Reading passage:
########################################

Persona’s is not the same thing as a role. The point of the role is to limit what the work of the agent, and to focus it on one or two behaviors.
What the paper is really addressing is does key words like you are a helpful assistant give better results.
The paper is not addressing a role such as you are system designer, or you are security engineer which will produce completely different results and focus the results of the LLM.
Aside from what you said about applicability, the paper actually contradicts their claim!
In the domain alignment section:
> The coefficient for “in-domain” is 0.004(p < 0.01), suggesting that in-domain roles generally lead to better performance than out-domain roles.
Although the effect size is small, why would you not take advantage of it.
How well does such llm research hold up as new models are released?
Most model research decays because the evaluation harness isn’t treated as a stable artefact. If you freeze the tasks, acceptance criteria, and measurement method, you can swap models and still compare apples to apples. Without that, each release forces a reset and people mistake novelty for progress.
In a discussion about LLMs you link to a paper from 2023, when not even GPT-4 was available?
And then you say:
> comprehensively disproven
? I don't think you understand the scientific method
Fair point on the date - the paper was updated October 2024 with Llama-3 and Qwen2.5 (up to 72B), same findings. The v1 to v3 revision is interesting. They initially found personas helped, then reversed their conclusion after expanding to more models.
"Comprehensively disproven" was too strong - should have said "evidence suggests the effect is largely random." There's also Gupta et al. 2024 (arxiv.org/abs/2408.08631) with similar findings if you want more data points.
...or even how fast technology is evolving in this field.
One study has “comprehensively disproven” something for you? You must be getting misled left right and centre if that’s how you absorb study results.

########################################

Dataset entries:
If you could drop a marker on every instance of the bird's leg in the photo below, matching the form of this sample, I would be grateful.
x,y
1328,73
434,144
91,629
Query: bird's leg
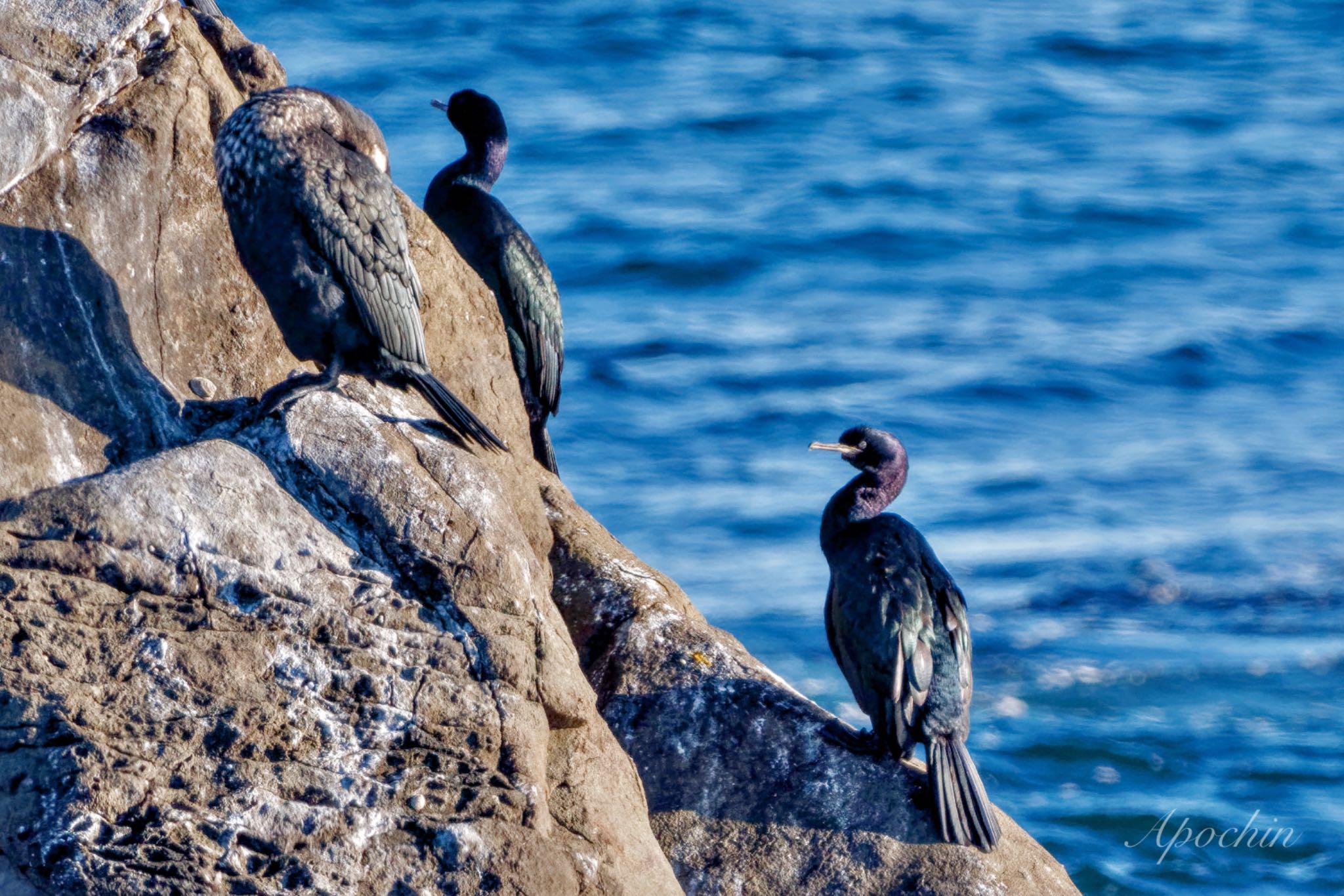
x,y
329,378
847,738
296,387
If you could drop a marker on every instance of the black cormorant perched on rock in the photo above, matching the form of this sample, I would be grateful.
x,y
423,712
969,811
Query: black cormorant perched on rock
x,y
505,256
316,223
897,625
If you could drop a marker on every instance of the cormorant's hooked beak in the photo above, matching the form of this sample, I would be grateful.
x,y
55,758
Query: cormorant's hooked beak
x,y
846,451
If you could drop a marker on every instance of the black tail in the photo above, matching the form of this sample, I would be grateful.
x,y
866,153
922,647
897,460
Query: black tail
x,y
207,7
457,415
961,810
542,448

########################################

Exercises to complete:
**1)** From the forum thread on personas in prompts, output the words from "In the domain" up to and including "than out-domain roles.".
**2)** In the forum thread on personas in prompts, which models were added when the paper was updated in October 2024?
None of the work here depends on the entries.

Answers by item number:
**1)**
In the domain alignment section:
> The coefficient for “in-domain” is 0.004(p < 0.01), suggesting that in-domain roles generally lead to better performance than out-domain roles.

**2)** Llama-3 and Qwen2.5, up to 72B.